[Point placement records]
------------------------
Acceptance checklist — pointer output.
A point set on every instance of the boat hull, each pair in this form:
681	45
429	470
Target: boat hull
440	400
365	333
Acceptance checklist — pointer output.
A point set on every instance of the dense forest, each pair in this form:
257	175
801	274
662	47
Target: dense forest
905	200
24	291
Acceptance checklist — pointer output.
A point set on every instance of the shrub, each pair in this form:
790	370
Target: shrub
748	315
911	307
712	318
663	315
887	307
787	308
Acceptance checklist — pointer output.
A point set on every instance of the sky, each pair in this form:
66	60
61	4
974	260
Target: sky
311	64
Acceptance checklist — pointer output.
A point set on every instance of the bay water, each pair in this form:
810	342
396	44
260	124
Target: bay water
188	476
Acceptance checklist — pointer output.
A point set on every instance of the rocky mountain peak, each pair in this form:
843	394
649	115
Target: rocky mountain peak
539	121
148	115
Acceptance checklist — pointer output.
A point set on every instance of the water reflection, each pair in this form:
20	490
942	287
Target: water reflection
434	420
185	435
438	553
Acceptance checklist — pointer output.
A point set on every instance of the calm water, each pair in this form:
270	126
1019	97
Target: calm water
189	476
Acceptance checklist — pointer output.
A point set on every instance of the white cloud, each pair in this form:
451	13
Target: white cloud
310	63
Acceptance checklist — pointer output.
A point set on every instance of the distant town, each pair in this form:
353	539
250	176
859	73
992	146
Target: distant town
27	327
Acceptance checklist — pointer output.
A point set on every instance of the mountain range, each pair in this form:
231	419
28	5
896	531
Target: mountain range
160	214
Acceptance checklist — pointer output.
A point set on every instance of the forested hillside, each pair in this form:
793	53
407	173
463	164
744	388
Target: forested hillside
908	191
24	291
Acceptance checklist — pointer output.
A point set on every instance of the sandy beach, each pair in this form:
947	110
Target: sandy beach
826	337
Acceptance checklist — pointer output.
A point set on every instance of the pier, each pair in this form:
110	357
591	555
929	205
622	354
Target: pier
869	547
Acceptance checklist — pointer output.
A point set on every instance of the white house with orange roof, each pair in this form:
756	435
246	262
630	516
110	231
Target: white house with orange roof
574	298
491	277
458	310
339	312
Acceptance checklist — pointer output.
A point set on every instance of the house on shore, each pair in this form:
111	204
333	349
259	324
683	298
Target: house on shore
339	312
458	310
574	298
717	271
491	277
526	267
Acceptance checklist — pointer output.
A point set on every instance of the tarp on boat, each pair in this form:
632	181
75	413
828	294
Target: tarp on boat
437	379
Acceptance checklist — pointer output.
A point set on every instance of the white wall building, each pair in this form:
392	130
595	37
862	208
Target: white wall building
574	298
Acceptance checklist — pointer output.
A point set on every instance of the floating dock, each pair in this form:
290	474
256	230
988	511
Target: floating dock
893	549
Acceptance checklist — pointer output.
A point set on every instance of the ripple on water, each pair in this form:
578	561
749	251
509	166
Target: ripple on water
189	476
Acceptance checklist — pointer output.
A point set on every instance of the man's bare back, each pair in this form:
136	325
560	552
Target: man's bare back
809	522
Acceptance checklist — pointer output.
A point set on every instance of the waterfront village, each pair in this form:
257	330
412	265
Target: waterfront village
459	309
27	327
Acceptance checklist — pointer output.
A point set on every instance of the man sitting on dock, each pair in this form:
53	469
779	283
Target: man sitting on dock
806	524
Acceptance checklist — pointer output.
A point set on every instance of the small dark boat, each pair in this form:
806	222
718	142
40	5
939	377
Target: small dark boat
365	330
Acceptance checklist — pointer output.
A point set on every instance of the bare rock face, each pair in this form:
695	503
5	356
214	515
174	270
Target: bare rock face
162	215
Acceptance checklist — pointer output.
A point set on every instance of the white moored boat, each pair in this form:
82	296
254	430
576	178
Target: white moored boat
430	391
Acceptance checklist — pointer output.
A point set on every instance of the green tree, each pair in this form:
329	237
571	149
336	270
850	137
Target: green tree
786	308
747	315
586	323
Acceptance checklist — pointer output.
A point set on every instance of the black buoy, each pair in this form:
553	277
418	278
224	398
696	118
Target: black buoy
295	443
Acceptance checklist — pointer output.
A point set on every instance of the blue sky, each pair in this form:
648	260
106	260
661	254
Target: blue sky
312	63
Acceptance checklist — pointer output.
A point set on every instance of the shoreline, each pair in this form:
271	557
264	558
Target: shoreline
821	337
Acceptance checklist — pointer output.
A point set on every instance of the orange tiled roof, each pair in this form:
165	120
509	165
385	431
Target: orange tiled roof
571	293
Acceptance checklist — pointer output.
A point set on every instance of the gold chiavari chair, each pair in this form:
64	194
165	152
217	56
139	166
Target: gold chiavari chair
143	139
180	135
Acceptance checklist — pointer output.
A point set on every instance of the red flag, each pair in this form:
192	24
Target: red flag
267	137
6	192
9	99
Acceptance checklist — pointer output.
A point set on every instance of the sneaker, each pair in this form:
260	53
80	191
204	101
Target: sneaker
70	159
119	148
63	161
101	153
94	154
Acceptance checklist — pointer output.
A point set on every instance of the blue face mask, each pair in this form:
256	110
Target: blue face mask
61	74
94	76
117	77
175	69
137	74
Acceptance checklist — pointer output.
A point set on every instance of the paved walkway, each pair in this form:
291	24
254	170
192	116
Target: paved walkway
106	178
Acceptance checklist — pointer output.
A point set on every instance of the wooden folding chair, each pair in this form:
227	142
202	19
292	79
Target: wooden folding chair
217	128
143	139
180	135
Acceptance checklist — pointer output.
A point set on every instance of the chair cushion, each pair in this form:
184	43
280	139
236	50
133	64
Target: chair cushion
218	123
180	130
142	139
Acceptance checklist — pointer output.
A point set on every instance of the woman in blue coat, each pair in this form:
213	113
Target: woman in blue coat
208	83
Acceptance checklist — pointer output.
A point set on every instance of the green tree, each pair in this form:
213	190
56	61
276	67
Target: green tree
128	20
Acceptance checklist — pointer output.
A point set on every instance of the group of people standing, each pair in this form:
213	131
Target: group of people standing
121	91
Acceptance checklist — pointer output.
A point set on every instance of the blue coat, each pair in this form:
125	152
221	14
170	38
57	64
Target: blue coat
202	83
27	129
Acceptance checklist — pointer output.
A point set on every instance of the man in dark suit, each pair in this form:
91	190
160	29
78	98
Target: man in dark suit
------------------------
▶ [PROBLEM DESCRIPTION]
Reproduce the data, keeping every line exactly the same.

▶ [RESPONSE TO THE TASK]
Acceptance checklist — pointer output.
A point set on every instance of the boat hull, each pair in this form:
681	45
429	470
Target: boat hull
440	400
365	333
Acceptance checklist — pointer output.
A point set on every instance of the dense forest, each pair in this form:
257	175
801	274
662	47
Target: dense forest
905	200
24	291
Acceptance checklist — pointer output.
A point set on every instance of the shrub, each pair in this form:
790	370
Target: shrub
748	315
911	307
712	318
663	315
887	307
787	308
Acceptance checklist — pointer output.
A point set on every instance of the sky, each pair in this form:
66	60
61	4
974	260
Target: sky
311	64
Acceptance checklist — pointer output.
A point set on every instance of the bay water, each pair in this form:
810	342
396	44
260	124
Target: bay water
188	476
Acceptance checklist — pointer output.
A point set on every instance of the rocky mountain peak, each pair in this form:
843	394
649	115
Target: rocky mountain peak
539	121
148	115
Acceptance checklist — pointer output.
A point set on every instance of the water reflection, each pair in this form:
20	490
942	287
Target: water reflection
434	420
185	435
438	553
Acceptance checklist — pointer output.
A point set on every instance of the calm water, each pair in this form:
270	126
1019	97
Target: calm water
189	476
Acceptance checklist — pointer output.
A point set on every instance of the white cloud, each pair in this form:
451	13
Target: white cloud
310	63
Acceptance checklist — pointer output.
A point set on every instance of the distant town, each pair in this form:
353	539
250	176
859	73
992	146
Target: distant town
27	327
Acceptance checklist — pointer output.
A point set on every instance of the mountain range, each pair in this form:
231	419
28	5
896	531
Target: mountain range
160	214
Acceptance checklist — pointer output.
A point set on every instance of the forested hillside, each pair in this form:
793	53
407	173
463	164
744	388
Target: forested hillside
908	191
24	291
Acceptance checklist — pointer output.
A point set on every instance of the sandy beach, each pair in this form:
947	110
Target: sandy beach
826	337
Acceptance checklist — pointer output.
A point set on every instance of the pier, each pair in this form:
110	357
591	555
929	205
622	354
Target: pier
869	547
Acceptance checklist — pointer output.
A point set on every instance of the white house with orange roof, each pair in this form:
756	435
246	262
630	516
110	231
Target: white house with orange roof
574	298
491	277
458	310
339	312
Acceptance checklist — pointer output.
A point set on every instance of the house on shore, each pair in this form:
111	204
333	349
259	324
683	298
Target: house on shore
339	312
458	310
574	298
717	271
491	277
526	267
Acceptance checklist — pointer output.
A point set on every instance of the tarp on boat, each pair in this form:
632	181
75	413
828	294
Target: tarp on boat
437	379
Acceptance checklist — pointer output.
A point set on every instance of the white wall building, each pair in this form:
392	130
595	37
862	208
Target: white wall building
574	298
Acceptance checklist — pointer output.
A point set on every instance of the floating dock, each pair in this form:
290	474
256	230
988	511
Target: floating dock
893	549
Acceptance checklist — pointer output.
A point set on every instance of the ripple on water, each pair in this form:
578	561
749	251
509	166
Target: ripple on water
189	476
Acceptance checklist — pointer output.
A point set on every instance of the man's bare back, each pair in this form:
136	325
560	552
Target: man's bare back
809	522
Acceptance checklist — pointer output.
A point set on every instance of the waterfront village, each pair in this form:
257	330
412	265
Target: waterfront village
459	309
27	327
Acceptance checklist — pointer output.
A point set on every instance of the man sitting on dock, each pair in this form:
53	469
779	283
Target: man sitting on dock
806	524
Acceptance checklist — pointer output.
A point set on every instance of the small dark boat, each pair in this form:
806	222
718	142
40	5
939	377
Target: small dark boat
365	330
Acceptance checklist — pointer output.
A point set on every instance of the bare rock face, each pair in this form:
695	503
5	356
214	515
174	270
Target: bare rock face
162	215
Acceptance checklist — pointer output.
A point set on every instance of the white moored boat, each pair in this form:
82	296
254	430
576	178
Target: white moored boat
430	391
Acceptance checklist — pointer output.
A point set on every instance of the green tree, each pair in this form:
329	237
571	149
336	270
850	137
Target: green tree
786	308
747	315
586	323
Acceptance checklist — pointer output.
A point set on every instance of the black buoy, each pair in this form:
553	277
418	278
224	398
696	118
Target: black buoy
295	443
Acceptance checklist — pointer output.
A point set on every instance of the blue sky, each pair in this form:
648	260
106	260
661	254
Target: blue sky
312	63
Acceptance checklist — pointer output.
A point set on every instance of the shoreline, each pair in this form:
271	557
264	558
Target: shoreline
821	337
Acceptance checklist — pointer output.
A point set on every instance of the orange tiled roof, each pair in this form:
165	120
509	165
385	431
Target: orange tiled roof
571	293
Acceptance checklist — pointer output.
A point set on every instance of the gold chiavari chair, each pair in this form:
64	194
165	152
217	56
139	166
Target: gold chiavari chair
143	139
180	135
Acceptance checklist — pointer output.
A point set on every instance of the red flag, each pair in this form:
192	24
Target: red flag
267	137
6	192
9	99
Acceptance checklist — pointer output.
A point set on every instance of the sneaker, each pair in this form:
260	53
80	191
204	101
Target: sneaker
70	159
119	148
63	161
101	153
94	154
Acceptance checklist — pointer output.
A point set on every instance of the blue face mask, each pair in this form:
256	110
Target: blue face mask
61	74
94	76
117	77
175	69
137	74
Acceptance checklist — pointer output.
A point set on every instance of the paved walkway, each pair in this form:
291	24
254	170
192	116
Target: paved walkway
106	178
Acceptance checklist — pointer output.
A point set on every instance of the wooden folding chair, each pair in this form:
227	142
202	19
292	79
Target: wooden folding chair
217	128
143	139
180	135
Acceptance checklist — pointer output.
A point set on every instance of the chair cushion, each pair in this form:
184	43
280	139
236	50
133	64
Target: chair cushion
218	123
180	130
142	139
Acceptance checklist — pointer output.
A point set on every instance of the woman in blue coat, each pair in this form:
213	113
Target: woman in blue coat
208	83
Acceptance checklist — pointer output.
A point set on every instance of the green tree, each pair in this form:
213	190
56	61
276	67
Target: green tree
128	20
Acceptance checklist — pointer output.
A point set on every instance of the group of people standing, each pair in this form:
213	131
Target: group of people standing
121	91
Acceptance checklist — pointer output.
A point set on every instance of the blue coat, each pair in this form:
125	152
221	14
170	38
57	64
Target: blue coat
202	83
27	129
Acceptance checklist — pointer output.
A point set on every instance of the man in dark suit, each pair in this form:
91	190
160	29
78	98
Target: man in dark suit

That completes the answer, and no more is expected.